GIVEN PASSAGE:
*-*-*

Glossing Mind through Yoga 1 – Towards Happiness and Quality-of-Life Enhancement
Dr. Richa Chopra continues her series on Patañjali’s Yoga Sūtras and tells us why "the quality of life is how the mind perceives it" and how to go about acquiring a better quality of life. By consciously building mental and physical habits that awaken us to the great goals of human life. Step by step, day by day, thought by thought. There is no easy way out.

This mini feature in two connected segments, is in continuation to the earlier republished article, ‘Universal Ideas from Patañjali’s Yoga Sūtras on Mind & Mental Health: Philosophy and Practice’. Presenting the first segment which builds on ‘Mind’ as an instrument of ‘Human Perception and Experience’, in the ultimate pursuit of ‘Glossing Mind through Yoga5 towards Happiness & Quality-of-Life Enhancement’. In the second segment of this mini feature, we will present the philosophy and the techniques of Yoga that can help us to redirect the outward nature of our mind, turning it inward by channelizing the myriad of the vāsanas, kleśas and vṛttis – bringing us closer to our true nature – ānanda (ultimate happiness).

“Mind has to cease to be mind and become brilliant with something beyond it. Life has to change into a thing vast and calm and intense and powerful that can no longer recognize its old blind eager narrow self of petty impulse and desire. Even the body has to submit to a mutation and be no longer the clamorous animal or the impeding clod it now is, but become instead a conscious servant and radiant instrument and living form of spirit.”

Sri Aurobindo (1948), The Synthesis of Yoga

“..[o]ut of bewildering Yogism must come the most scientific practical psychology – and all this must be put in a form so that a child may grasp it.”

Swami Vivekananda in a letter to his disciple, dated February 17, 1896

Each one of us aspires to live a wholesome life in its entirety; that by and large encompasses being in good physical health, having positive inter and intrapersonal relationships, a secure financial-social state, a sense of overall achievement and well-being etc. Yet, despite all these ‘markers’ that naturally point to endorsing ‘life as picture perfect’ or ‘near picture perfect’, it is an individual’s ‘perception’ that eventually determines how one feels within and thus, sees the same all around.

*-*-*

GIVEN DATA:
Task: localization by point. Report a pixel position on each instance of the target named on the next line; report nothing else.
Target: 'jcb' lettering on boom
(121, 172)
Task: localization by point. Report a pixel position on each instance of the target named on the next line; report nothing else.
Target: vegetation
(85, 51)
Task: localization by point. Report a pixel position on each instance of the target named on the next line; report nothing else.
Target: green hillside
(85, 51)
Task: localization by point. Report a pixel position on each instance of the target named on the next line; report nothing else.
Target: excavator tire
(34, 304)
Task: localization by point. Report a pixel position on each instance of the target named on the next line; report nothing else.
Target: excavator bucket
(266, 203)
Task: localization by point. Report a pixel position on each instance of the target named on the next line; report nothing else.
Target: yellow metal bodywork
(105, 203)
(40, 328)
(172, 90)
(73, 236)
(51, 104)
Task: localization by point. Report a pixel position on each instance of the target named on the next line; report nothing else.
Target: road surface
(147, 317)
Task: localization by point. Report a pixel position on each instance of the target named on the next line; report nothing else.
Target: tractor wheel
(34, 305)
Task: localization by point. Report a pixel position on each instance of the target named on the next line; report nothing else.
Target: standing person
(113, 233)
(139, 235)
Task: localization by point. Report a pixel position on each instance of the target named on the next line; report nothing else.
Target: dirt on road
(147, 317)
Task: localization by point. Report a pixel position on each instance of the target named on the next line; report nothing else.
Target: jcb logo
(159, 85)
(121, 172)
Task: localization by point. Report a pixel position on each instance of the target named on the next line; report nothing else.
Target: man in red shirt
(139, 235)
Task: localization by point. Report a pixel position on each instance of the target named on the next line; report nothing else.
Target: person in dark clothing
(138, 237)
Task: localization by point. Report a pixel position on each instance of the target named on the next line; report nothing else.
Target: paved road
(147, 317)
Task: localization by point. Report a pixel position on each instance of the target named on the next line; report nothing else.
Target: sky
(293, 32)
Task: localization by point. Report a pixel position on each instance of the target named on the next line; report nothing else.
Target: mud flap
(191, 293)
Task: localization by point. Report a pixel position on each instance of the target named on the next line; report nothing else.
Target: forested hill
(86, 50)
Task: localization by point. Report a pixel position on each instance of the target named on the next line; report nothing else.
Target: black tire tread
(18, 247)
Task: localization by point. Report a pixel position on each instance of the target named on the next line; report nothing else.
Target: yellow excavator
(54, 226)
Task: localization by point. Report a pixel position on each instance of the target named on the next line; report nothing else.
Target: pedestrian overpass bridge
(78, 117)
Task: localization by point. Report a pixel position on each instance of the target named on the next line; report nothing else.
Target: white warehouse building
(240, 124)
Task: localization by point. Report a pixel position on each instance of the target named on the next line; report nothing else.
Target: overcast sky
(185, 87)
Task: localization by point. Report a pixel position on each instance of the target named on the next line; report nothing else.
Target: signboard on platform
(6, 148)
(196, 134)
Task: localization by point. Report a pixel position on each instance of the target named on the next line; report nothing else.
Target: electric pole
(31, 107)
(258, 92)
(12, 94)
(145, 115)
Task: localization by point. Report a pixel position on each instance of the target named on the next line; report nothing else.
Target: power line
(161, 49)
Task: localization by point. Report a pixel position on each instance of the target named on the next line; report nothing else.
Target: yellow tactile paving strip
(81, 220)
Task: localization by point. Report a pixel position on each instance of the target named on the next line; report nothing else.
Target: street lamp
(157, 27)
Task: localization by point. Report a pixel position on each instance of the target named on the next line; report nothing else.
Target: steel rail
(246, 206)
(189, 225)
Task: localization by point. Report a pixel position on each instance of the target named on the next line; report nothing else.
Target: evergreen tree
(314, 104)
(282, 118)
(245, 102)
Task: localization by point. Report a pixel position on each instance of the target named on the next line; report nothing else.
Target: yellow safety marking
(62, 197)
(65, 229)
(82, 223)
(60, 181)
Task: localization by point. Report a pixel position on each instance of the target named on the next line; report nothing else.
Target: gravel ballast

*-*-*

WRITTEN EXERCISE 1: Write out the part of the yoga article starting with "Sri Aurobindo (1948), The" and going on through "same all around.".
WRITTEN EXERCISE 2: According to the yoga article, on what date did Swami Vivekananda write the letter to his disciple that it quotes?
WRITTEN EXERCISE 3: Carry on writing the yoga article from where it stops.

EXERCISE ANSWER 1:
Sri Aurobindo (1948), The Synthesis of Yoga

“..[o]ut of bewildering Yogism must come the most scientific practical psychology – and all this must be put in a form so that a child may grasp it.”

Swami Vivekananda in a letter to his disciple, dated February 17, 1896

Each one of us aspires to live a wholesome life in its entirety; that by and large encompasses being in good physical health, having positive inter and intrapersonal relationships, a secure financial-social state, a sense of overall achievement and well-being etc. Yet, despite all these ‘markers’ that naturally point to endorsing ‘life as picture perfect’ or ‘near picture perfect’, it is an individual’s ‘perception’ that eventually determines how one feels within and thus, sees the same all around.

EXERCISE ANSWER 2: February 17, 1896

EXERCISE ANSWER 3:
According to Patañjali’s Yoga Sūtras, the deep rooted saṃskāras1, kleśas2 and vṛttis3 constantly keep the citta4 (collective mind) in states of flux. Depending on the intensity and the directions in which the saṃskāras, kleśas and vṛttis play out, it can lead to dulling of awareness, diluting of attention, clogging of perception – inebriating the mind’s journey outward in search of stability and happiness.

Citta and Quality of Life: A Ponderance

World over, financial status, life expectancy, physical health, etc. have traditionally been considered to be the markers of a complete life. Yet ironically, despite people having more or less what these benchmarks assume, there is no respite to the burgeoning growth of mental ailments in forms of anxiety, depression and misery all around us.

The World Health Organization (WHO) defines quality of life as “an individual’s perception of their position in life in the context of the culture and value systems in which they live and in relation to their goals, expectations, values and concerns incorporating physical health, psychological state, level of independence, social relations, personal beliefs and their relationship to salient features of the environment”.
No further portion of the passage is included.